====== Recorded data ======

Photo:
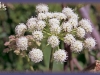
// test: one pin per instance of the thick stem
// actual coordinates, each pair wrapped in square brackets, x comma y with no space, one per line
[51,60]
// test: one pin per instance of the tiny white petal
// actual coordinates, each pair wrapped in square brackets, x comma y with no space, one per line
[76,46]
[42,8]
[31,24]
[36,55]
[89,43]
[69,39]
[22,43]
[41,16]
[40,25]
[20,29]
[55,29]
[53,21]
[60,56]
[53,41]
[66,27]
[85,23]
[80,32]
[37,35]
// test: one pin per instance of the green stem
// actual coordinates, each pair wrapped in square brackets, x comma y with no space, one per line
[31,67]
[51,60]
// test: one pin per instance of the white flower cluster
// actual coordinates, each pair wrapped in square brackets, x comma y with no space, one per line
[55,26]
[22,43]
[60,56]
[36,55]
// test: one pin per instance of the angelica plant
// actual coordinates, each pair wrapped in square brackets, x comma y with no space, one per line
[52,26]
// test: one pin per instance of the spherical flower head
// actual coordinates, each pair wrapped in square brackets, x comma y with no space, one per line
[20,29]
[37,35]
[53,21]
[80,32]
[31,24]
[67,27]
[40,25]
[41,16]
[60,56]
[76,46]
[53,41]
[22,43]
[69,39]
[49,15]
[61,16]
[55,29]
[85,23]
[36,55]
[89,43]
[67,10]
[42,8]
[73,22]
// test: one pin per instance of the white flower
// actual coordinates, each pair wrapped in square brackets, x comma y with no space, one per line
[31,24]
[42,8]
[60,56]
[49,15]
[53,21]
[73,16]
[36,55]
[67,10]
[20,29]
[69,39]
[22,43]
[89,43]
[41,16]
[80,32]
[53,41]
[61,16]
[66,26]
[73,22]
[55,29]
[76,46]
[37,35]
[85,23]
[56,14]
[40,25]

======

Write out the records once more, exactly as they stand, with no images.

_Answer space:_
Photo:
// test: one pin per instance of the thick stem
// actual coordinates, each pair wrapped in square brackets, x comma y with no space, one per line
[51,60]
// test: one pin per instance of the tiny white petal
// actual coordinates, each pair wrapped in square brackets, x comma y with no space, one per line
[76,46]
[42,8]
[31,24]
[36,55]
[89,43]
[69,39]
[22,43]
[41,16]
[40,25]
[20,29]
[55,29]
[53,21]
[60,56]
[53,41]
[66,27]
[85,23]
[80,32]
[37,35]
// test: one pin per instance of the green stem
// actual coordinates, each pair wrapped in square brackets, x comma y with no space, one per line
[31,67]
[51,60]
// test: one pin per instance of the white flower cluster
// actual coordinates, each pair wrapped in square brackets, x comma y with no space, one per line
[55,26]
[22,43]
[60,56]
[36,55]
// test: one pin per instance of the angelica plant
// actual coordinates, each pair wrapped in square brackets, x comma y with no space, one per line
[52,26]
// test: one pin per instance of the spherical flower head
// actual coordinates, each pair wrapped in square brackets, x comma y with no space, one per line
[20,29]
[37,35]
[53,21]
[80,32]
[31,24]
[67,27]
[40,25]
[41,16]
[60,56]
[76,46]
[53,41]
[22,43]
[69,39]
[49,15]
[61,16]
[55,29]
[85,23]
[36,55]
[89,43]
[67,10]
[42,8]
[73,22]
// test: one pin per instance of the white flower
// actual coordinates, each pair wrapped in square brackets, x comma y with no space, one per line
[31,24]
[42,8]
[60,56]
[49,15]
[53,21]
[73,16]
[36,55]
[67,10]
[20,29]
[69,39]
[22,43]
[89,43]
[41,16]
[80,32]
[53,41]
[61,16]
[66,26]
[73,22]
[55,29]
[76,46]
[37,35]
[85,23]
[56,14]
[40,25]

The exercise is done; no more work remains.